### TESTO DATO
-----
Per cui Palermo era prima dei fenici, e, pur appartenendo alla sua aera d’influenza, non fu proprio una “città fenicia”. Divenuta una piazzaforte utile durante la Prima Guerra Punica, fu conquistata dai romani senza troppe difficoltà e da loro, di lì in poi, mantenuta in possesso nonostante tentativi, anche imponenti, da parte dei cartaginesi, per recuperarla.

La città-Palermo era una città sicana, in cui si aggiunse, come poi accadde e riaccadde, dei gruppi di gente di altre etnie giunte lì per motivi di politica ed economia. Queste genti erano spesso di passaggio, e comunque una minoranza rispetto la popolazione di base.

Sarà così anche con i romani, e, a parte gli italici che nei tempi si trasferirono e prosperarono nella città, la stessa cresceva per inurbazioni di gente dalla regione o da altre città della stessa.

Questo rimase un dato costante, finché non successe l’altro fatto molto mistificato: l’invasione islamica.

Nel frattempo, né i vandali, né i bizantini avevano portato modifiche alla popolazione che si era formata. Più che altro i monaci e religiosi di provenienza greca avevano portato dei contenuti culturali dei riti greci. Più, ovviamente, la versione bizantina della cultura romana.

Non entro in questo scritto sui dettagli della occupazione araba. Voglio solo evidenziarne dei punti e sfatare diversi miti.
-----
### PROBLEMA SCRITTO 1
Conta le righe dei record riportati qui sotto che contengono la stringa "pants", tenendo conto di maiuscole e minuscole. Indica soltanto il numero.

### DATI FORNITI
-----
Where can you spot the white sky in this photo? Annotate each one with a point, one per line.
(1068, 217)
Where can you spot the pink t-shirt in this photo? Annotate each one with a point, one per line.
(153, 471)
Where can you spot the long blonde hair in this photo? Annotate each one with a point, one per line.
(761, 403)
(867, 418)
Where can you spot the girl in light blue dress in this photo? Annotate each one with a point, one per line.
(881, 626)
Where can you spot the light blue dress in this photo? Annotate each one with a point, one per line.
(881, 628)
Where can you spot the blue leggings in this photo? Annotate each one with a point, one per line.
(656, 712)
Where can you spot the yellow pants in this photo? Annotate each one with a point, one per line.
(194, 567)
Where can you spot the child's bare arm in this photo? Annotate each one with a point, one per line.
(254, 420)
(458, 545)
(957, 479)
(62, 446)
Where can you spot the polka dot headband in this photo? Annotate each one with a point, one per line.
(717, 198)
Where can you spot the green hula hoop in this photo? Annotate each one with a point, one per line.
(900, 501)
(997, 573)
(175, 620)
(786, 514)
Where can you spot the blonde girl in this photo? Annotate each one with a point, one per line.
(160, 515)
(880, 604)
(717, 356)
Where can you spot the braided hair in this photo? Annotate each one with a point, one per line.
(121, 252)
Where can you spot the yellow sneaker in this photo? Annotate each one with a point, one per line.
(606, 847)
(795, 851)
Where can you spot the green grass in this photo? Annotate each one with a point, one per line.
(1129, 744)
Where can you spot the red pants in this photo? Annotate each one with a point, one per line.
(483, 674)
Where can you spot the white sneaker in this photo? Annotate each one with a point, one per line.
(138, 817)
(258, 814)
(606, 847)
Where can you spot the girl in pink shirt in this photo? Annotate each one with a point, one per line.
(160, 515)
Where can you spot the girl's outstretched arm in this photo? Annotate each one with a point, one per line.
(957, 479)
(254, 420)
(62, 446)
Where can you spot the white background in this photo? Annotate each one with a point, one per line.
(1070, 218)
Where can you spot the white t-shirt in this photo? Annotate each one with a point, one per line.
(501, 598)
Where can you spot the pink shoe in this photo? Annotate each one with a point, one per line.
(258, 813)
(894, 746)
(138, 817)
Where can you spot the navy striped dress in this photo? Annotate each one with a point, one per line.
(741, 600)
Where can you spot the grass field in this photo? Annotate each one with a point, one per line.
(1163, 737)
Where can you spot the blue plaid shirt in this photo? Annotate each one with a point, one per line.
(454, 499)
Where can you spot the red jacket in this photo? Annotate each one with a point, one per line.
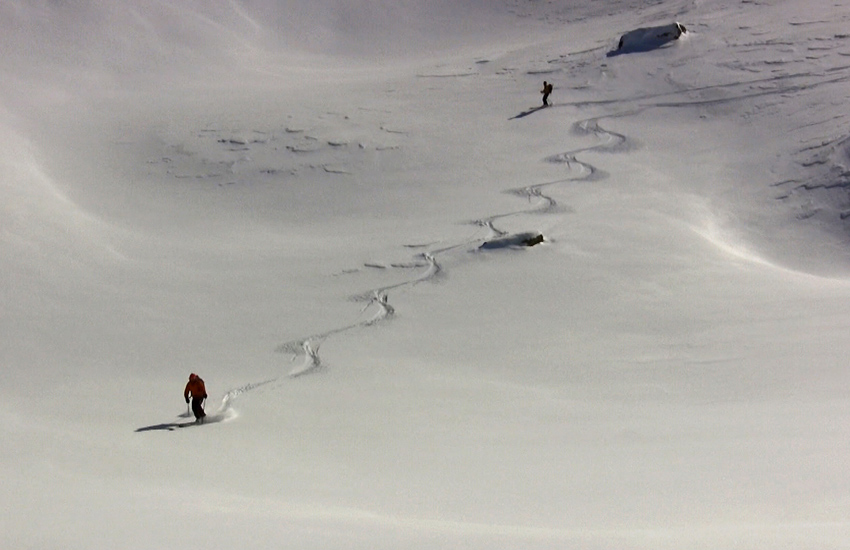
(195, 387)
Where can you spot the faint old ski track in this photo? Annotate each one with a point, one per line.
(376, 304)
(377, 300)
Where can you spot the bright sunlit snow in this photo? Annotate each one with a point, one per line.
(429, 313)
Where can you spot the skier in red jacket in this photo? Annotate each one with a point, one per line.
-----
### PROBLEMA SCRITTO 2
Riproduci senza alcuna modifica il passo del testo sulla storia di Palermo compreso tra "Sarà così anche" e "della cultura romana.", estremi inclusi.

### OUTPUT CORRETTO 1
2

### OUTPUT CORRETTO 2
Sarà così anche con i romani, e, a parte gli italici che nei tempi si trasferirono e prosperarono nella città, la stessa cresceva per inurbazioni di gente dalla regione o da altre città della stessa.

Questo rimase un dato costante, finché non successe l’altro fatto molto mistificato: l’invasione islamica.

Nel frattempo, né i vandali, né i bizantini avevano portato modifiche alla popolazione che si era formata. Più che altro i monaci e religiosi di provenienza greca avevano portato dei contenuti culturali dei riti greci. Più, ovviamente, la versione bizantina della cultura romana.